In the records below, copy out word for word the lines from the one containing "Where can the white passenger" up to and including the one containing "[[274, 478], [336, 483]]".

Data shown:
•••••

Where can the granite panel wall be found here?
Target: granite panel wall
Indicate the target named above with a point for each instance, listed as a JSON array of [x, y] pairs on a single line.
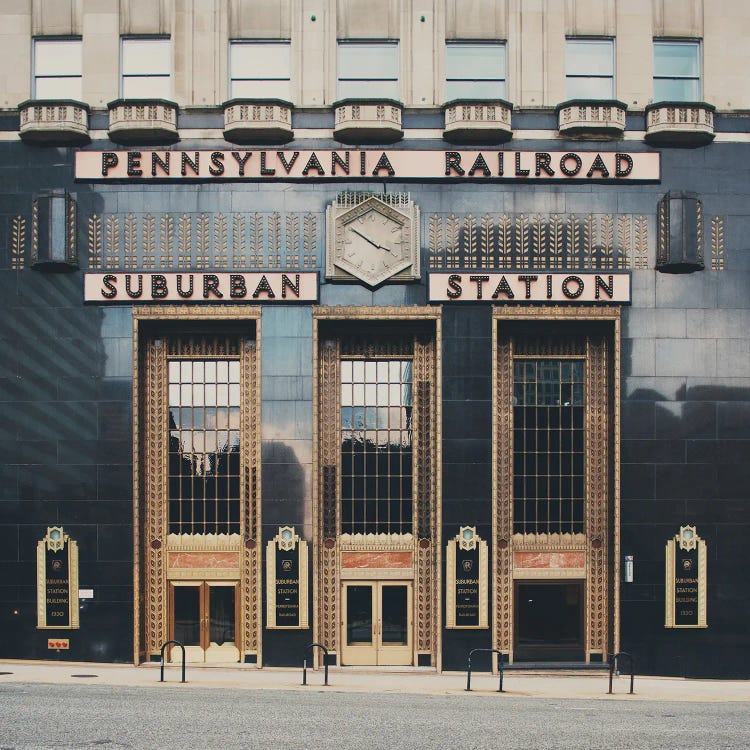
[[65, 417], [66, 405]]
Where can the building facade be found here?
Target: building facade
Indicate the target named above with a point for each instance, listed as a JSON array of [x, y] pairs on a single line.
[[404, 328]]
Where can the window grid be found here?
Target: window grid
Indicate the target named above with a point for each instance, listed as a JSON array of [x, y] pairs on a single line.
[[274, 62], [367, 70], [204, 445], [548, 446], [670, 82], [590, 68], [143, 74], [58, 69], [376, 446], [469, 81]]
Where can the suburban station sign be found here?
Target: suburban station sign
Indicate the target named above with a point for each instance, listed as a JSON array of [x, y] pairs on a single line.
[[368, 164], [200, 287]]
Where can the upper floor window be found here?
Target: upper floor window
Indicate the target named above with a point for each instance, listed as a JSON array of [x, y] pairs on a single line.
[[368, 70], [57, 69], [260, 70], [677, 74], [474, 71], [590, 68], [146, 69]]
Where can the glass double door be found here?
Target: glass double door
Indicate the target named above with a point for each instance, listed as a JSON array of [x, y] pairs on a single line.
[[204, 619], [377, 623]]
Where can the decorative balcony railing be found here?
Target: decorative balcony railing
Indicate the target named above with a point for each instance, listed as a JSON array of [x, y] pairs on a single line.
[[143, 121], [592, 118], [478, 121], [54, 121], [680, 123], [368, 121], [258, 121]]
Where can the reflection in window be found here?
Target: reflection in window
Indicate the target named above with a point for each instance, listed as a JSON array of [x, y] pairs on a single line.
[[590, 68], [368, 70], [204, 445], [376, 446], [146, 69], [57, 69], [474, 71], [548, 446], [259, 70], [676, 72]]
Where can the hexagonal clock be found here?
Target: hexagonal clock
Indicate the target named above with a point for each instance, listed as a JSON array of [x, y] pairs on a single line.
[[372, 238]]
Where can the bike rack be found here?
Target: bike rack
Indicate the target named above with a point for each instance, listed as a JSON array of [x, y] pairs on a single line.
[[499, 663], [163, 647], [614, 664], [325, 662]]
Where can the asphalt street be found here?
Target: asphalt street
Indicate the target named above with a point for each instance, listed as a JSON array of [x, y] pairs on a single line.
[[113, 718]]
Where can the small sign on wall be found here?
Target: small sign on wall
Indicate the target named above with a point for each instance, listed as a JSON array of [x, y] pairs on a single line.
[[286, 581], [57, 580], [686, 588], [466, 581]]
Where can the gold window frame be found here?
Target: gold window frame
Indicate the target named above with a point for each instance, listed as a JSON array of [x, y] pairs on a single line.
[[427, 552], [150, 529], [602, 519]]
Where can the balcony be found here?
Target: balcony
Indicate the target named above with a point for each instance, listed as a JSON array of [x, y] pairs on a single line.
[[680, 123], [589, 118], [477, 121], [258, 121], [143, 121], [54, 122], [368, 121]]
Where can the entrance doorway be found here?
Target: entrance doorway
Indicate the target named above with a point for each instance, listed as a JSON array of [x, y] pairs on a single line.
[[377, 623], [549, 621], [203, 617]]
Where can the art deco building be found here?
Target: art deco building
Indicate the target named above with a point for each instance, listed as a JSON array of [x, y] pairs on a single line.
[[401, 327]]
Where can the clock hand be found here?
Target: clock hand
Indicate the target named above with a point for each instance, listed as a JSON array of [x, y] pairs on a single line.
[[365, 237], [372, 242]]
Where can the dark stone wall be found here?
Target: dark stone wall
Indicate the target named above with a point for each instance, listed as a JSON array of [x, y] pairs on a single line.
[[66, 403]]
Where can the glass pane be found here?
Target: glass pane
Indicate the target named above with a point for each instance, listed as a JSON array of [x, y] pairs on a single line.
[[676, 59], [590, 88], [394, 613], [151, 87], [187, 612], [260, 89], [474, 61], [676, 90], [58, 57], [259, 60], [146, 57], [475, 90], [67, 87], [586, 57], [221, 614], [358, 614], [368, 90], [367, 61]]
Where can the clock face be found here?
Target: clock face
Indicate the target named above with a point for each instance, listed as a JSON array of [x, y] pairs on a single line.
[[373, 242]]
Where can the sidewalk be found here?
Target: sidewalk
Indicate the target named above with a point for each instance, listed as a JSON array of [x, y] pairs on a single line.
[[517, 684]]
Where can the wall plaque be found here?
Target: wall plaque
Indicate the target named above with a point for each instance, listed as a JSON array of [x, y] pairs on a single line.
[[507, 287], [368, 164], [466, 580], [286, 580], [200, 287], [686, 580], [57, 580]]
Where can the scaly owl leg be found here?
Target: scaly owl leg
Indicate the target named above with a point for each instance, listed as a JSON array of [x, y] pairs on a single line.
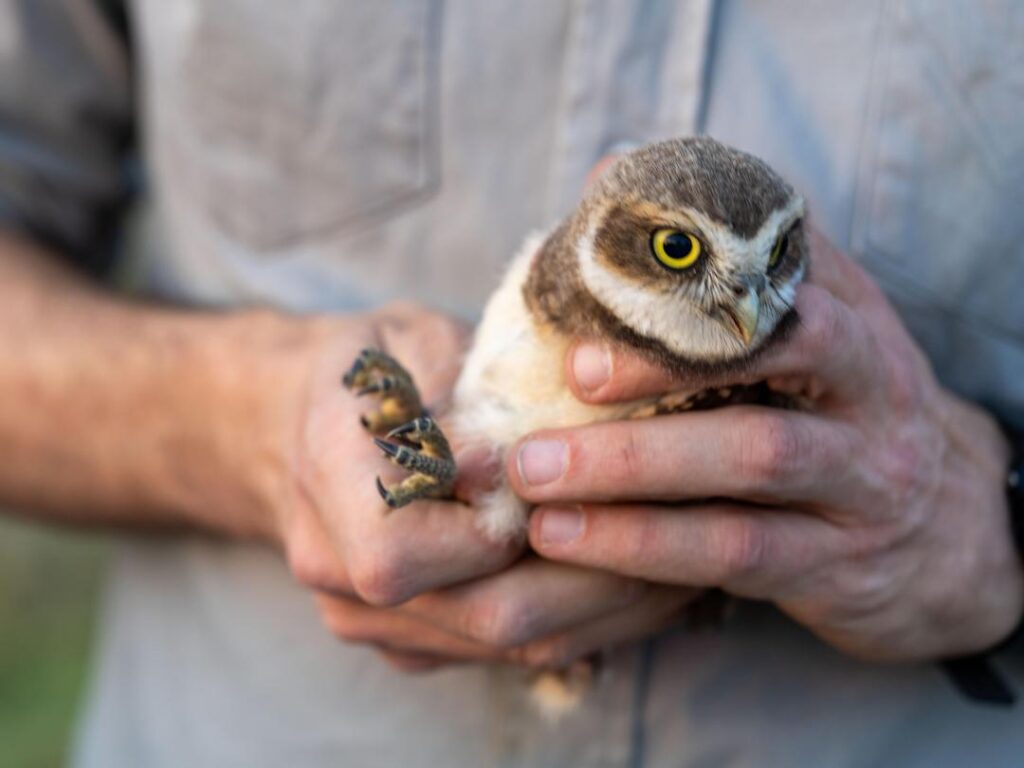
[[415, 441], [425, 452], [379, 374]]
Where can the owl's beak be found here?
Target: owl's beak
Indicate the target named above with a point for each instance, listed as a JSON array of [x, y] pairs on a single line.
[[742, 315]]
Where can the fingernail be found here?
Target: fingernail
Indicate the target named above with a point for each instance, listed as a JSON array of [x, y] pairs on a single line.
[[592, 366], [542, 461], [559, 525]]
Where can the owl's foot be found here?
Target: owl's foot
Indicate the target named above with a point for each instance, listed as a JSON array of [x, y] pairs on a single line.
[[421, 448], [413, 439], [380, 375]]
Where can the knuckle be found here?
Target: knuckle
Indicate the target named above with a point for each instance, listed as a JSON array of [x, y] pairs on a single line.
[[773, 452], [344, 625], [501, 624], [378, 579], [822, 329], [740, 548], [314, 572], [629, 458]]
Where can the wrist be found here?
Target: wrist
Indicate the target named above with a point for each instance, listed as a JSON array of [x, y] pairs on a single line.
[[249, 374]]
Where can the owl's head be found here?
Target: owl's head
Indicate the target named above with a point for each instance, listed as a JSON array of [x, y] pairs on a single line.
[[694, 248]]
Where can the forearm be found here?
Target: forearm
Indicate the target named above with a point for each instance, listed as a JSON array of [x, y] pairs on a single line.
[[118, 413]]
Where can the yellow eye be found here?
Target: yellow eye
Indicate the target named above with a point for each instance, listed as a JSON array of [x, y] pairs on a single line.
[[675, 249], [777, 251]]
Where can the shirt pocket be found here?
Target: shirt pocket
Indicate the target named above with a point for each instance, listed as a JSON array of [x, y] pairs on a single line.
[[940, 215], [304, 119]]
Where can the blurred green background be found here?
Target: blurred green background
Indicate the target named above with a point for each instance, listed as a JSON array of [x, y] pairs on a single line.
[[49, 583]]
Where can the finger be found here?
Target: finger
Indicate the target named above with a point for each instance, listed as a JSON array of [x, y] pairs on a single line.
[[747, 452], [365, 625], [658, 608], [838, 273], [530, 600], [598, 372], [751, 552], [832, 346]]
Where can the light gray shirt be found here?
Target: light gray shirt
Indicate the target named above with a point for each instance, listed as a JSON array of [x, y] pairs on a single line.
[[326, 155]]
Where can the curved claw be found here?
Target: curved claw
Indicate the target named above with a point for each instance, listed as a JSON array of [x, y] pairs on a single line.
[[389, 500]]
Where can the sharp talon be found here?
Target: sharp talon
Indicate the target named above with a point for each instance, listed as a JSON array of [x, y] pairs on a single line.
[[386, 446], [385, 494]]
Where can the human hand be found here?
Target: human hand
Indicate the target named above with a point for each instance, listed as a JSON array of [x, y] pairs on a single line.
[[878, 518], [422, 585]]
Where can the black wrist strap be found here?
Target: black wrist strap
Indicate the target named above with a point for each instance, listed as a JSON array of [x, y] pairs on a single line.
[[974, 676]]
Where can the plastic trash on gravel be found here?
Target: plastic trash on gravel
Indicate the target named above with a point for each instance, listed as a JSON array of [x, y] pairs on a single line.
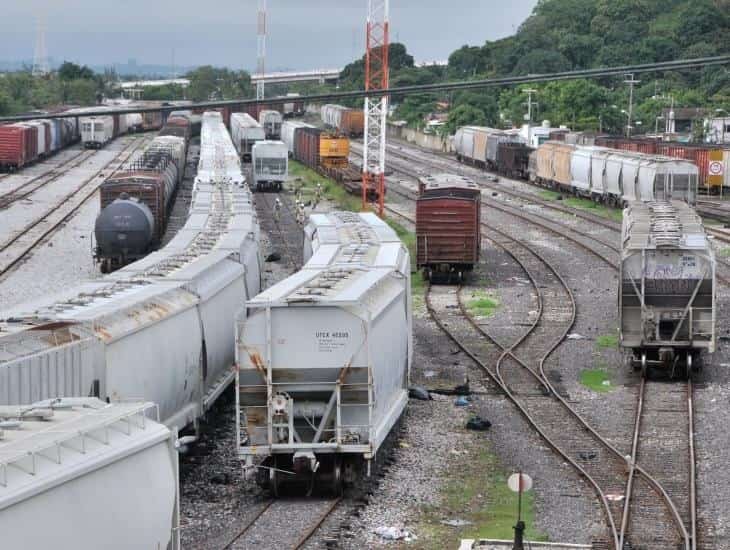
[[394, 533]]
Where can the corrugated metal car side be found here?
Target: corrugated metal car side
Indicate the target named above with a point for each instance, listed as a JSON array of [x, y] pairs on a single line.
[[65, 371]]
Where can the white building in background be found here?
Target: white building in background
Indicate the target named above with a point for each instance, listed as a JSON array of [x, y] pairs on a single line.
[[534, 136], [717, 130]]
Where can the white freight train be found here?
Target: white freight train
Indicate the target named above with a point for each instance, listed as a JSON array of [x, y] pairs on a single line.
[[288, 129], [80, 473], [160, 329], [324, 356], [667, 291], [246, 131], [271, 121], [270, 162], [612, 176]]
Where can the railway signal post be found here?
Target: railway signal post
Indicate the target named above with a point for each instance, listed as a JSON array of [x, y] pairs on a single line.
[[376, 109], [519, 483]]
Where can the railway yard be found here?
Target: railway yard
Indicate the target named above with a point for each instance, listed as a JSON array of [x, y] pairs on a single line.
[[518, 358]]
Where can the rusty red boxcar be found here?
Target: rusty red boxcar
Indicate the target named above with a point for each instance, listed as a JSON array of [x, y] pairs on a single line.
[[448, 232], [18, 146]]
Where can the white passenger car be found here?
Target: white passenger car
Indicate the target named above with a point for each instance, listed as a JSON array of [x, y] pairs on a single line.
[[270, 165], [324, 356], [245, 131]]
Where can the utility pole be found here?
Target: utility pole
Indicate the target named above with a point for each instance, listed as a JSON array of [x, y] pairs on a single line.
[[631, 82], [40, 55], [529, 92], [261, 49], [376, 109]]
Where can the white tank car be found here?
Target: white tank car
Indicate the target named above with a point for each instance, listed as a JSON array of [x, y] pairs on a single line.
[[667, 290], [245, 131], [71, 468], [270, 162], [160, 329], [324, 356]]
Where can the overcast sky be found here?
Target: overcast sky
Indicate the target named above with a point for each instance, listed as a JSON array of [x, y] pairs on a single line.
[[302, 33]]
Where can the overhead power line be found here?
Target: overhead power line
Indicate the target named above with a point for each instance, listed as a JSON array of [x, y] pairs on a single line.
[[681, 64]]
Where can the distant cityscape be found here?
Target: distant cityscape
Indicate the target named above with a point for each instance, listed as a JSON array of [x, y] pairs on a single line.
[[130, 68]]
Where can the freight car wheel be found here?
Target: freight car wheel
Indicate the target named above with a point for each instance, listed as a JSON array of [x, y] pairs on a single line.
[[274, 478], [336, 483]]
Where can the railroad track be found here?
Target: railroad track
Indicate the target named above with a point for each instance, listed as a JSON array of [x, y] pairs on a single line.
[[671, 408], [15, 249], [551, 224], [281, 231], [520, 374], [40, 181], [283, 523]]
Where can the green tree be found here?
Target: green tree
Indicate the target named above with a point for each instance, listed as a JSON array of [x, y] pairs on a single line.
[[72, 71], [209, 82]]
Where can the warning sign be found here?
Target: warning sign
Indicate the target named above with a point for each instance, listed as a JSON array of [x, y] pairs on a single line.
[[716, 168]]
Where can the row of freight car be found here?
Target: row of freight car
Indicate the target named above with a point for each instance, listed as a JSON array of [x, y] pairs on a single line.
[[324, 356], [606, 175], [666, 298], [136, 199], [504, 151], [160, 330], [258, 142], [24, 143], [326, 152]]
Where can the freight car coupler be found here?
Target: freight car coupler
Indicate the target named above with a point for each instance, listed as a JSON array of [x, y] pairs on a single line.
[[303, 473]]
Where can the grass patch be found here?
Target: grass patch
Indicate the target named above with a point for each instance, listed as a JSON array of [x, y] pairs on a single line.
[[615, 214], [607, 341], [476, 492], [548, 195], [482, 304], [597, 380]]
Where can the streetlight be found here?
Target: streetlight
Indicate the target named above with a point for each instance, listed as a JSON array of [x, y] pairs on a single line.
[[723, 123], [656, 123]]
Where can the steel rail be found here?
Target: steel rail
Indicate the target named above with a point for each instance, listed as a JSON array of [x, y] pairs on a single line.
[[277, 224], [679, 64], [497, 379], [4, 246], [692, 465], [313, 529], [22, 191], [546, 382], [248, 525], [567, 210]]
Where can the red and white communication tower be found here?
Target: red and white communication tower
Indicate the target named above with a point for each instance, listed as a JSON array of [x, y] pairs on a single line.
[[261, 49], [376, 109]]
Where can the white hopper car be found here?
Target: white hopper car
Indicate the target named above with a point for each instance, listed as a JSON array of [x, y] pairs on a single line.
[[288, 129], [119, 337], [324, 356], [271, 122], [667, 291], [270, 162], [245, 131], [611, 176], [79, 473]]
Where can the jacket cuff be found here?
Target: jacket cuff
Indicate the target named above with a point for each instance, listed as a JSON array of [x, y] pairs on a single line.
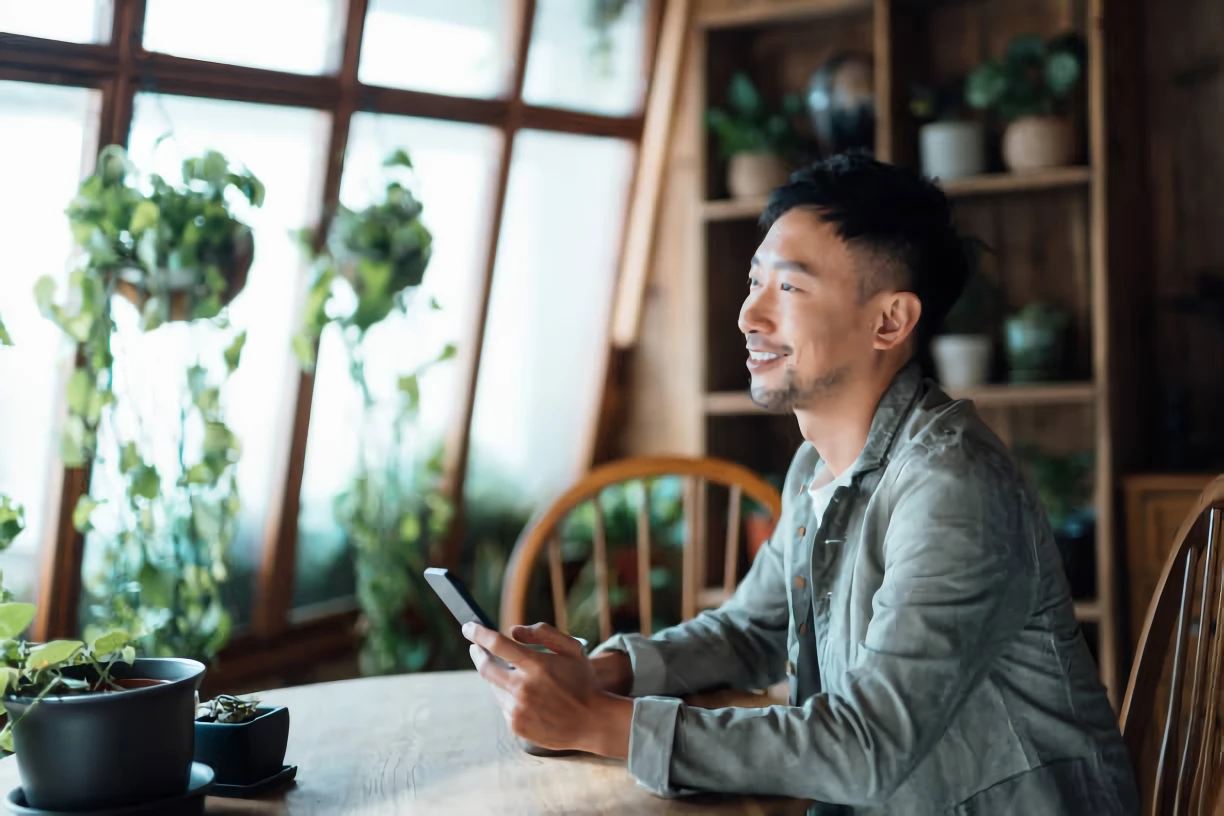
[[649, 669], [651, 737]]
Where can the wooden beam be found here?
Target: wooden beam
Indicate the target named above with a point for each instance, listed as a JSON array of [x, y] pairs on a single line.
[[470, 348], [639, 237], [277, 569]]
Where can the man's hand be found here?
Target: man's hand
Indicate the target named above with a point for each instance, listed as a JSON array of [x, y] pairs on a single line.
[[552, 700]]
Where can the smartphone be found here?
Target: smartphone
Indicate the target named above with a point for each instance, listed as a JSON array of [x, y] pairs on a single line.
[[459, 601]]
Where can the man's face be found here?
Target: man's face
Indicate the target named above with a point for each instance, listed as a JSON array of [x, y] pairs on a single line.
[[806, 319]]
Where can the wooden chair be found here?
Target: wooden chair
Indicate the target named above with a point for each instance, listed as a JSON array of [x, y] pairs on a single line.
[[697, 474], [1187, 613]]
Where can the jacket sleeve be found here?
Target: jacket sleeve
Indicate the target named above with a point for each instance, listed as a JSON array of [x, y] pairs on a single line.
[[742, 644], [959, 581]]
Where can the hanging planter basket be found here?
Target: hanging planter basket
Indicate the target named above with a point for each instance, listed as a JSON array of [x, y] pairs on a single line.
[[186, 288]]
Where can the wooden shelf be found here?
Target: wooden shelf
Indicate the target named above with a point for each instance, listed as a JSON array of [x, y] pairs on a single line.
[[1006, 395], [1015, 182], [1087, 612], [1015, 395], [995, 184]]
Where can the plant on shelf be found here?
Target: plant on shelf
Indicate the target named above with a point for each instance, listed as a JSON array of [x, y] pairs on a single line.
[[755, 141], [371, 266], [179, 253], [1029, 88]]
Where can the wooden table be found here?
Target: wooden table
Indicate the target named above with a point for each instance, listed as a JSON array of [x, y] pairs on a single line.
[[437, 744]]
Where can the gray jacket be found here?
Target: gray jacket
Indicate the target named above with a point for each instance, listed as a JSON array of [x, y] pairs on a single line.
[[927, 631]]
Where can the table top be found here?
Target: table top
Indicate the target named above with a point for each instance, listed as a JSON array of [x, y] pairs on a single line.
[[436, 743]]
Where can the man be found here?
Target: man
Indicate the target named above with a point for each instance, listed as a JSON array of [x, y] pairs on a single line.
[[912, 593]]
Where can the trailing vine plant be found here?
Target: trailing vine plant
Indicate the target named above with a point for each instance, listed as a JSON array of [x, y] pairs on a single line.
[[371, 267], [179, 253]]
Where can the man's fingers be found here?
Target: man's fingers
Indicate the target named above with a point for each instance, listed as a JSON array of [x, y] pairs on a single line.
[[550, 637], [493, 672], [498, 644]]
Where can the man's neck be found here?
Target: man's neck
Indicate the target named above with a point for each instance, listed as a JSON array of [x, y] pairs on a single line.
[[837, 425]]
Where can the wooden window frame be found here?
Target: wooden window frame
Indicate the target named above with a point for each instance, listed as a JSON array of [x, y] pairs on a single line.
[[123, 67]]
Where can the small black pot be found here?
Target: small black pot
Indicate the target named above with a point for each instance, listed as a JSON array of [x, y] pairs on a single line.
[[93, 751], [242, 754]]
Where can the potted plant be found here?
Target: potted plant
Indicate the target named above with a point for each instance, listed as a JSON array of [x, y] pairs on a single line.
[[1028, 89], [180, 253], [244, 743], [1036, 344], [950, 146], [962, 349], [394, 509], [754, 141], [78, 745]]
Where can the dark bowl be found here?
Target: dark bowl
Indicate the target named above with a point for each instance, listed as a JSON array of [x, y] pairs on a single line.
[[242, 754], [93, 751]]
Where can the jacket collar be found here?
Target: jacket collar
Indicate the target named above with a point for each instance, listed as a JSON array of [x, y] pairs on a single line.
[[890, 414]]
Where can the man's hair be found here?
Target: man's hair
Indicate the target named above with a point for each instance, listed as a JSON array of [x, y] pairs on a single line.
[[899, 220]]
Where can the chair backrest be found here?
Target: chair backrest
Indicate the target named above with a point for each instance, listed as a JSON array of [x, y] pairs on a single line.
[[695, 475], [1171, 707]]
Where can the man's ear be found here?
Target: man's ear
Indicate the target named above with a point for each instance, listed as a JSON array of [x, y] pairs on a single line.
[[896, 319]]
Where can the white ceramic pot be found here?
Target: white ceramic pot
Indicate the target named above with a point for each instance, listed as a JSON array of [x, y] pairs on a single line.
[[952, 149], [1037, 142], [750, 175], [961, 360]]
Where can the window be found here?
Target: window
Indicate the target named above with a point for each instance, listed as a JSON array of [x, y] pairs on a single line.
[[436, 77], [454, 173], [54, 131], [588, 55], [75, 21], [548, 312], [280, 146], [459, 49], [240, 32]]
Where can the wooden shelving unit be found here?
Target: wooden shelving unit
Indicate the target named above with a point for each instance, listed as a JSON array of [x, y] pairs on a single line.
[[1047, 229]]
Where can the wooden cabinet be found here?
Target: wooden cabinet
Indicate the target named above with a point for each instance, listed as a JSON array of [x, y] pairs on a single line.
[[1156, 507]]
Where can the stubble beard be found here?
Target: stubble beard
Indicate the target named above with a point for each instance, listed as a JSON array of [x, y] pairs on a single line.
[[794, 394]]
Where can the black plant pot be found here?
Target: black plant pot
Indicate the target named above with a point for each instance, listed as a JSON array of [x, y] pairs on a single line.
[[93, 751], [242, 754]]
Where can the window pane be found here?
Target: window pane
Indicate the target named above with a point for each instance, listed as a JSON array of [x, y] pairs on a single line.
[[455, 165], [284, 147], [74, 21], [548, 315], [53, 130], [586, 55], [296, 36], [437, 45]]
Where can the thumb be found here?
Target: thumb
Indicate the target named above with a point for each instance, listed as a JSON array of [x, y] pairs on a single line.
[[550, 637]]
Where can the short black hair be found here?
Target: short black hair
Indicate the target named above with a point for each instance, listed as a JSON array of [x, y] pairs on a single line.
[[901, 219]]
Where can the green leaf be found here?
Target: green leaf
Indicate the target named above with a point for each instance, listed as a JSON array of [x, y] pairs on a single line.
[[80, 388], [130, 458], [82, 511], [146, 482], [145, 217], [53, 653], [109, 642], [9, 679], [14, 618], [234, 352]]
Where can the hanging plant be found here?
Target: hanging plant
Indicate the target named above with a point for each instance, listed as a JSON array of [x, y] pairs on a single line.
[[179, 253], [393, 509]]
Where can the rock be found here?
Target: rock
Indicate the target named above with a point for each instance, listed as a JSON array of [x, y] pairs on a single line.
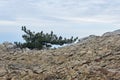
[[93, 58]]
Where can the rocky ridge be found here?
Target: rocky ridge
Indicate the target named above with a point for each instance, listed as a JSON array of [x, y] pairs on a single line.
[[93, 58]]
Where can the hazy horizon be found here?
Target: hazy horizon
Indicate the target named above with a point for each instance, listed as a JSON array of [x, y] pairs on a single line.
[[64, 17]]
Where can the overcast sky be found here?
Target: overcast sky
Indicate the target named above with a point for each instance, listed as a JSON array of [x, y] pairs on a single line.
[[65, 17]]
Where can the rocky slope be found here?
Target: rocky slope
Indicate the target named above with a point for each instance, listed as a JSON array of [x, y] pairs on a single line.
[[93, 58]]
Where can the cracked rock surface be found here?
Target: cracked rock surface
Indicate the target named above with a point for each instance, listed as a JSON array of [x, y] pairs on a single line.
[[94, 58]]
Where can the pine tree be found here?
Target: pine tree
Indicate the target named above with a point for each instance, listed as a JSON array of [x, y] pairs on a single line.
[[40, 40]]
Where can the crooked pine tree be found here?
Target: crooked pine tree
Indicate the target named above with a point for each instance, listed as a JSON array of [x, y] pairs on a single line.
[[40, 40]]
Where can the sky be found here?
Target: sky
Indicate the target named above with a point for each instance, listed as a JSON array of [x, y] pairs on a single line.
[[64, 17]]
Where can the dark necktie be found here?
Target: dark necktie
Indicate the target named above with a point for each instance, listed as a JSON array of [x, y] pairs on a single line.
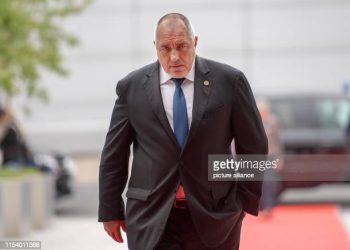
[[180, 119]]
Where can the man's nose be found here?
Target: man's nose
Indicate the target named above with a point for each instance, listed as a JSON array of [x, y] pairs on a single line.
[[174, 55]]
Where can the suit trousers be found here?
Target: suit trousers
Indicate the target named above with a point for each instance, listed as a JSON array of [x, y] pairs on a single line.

•••••

Written solution:
Where can the white passenger car be found here?
Target: white passenger car
Indicate the target named above with a point for each instance, listed as a JSON array of [x, y] pairs on a single line.
[[270, 165], [324, 356], [245, 131]]
Where can the utility pole be found here?
Target: utility pole
Indicate the target named above with a point for each instance, listed as a JSON array of [x, y] pairs on a single line.
[[631, 82], [40, 55], [529, 92], [261, 49], [376, 109]]
Where can the white tank car be found here?
Target: white tank car
Indicate the target named above with a point for each instance, listed as a JSON array of [x, y] pairs on a single line.
[[667, 290], [245, 131], [71, 468], [270, 162], [160, 329], [324, 356]]
Where can the overcast sky be found here?
Target: overcast sky
Indicate the target named above with a point for each instance, listed as a JSON array of [x, y] pairs on a single line.
[[302, 33]]
Where can the overhead power line be found here?
Target: overhead power line
Indicate the target named above with a point for each instance, listed as a JSON array of [x, y] pairs on a single line.
[[681, 64]]
Where can the distant cityscape be found here?
Target: distant cityscape
Indicate the target named above with a point for each instance, listed as a JSON array of [x, y] pairs on a single line.
[[130, 68]]
Where can the freight car wheel be found here?
Target: freight car wheel
Indicate the target named above with a point for each instance, listed as a JSON array of [x, y] pairs on a single line.
[[274, 478], [336, 483]]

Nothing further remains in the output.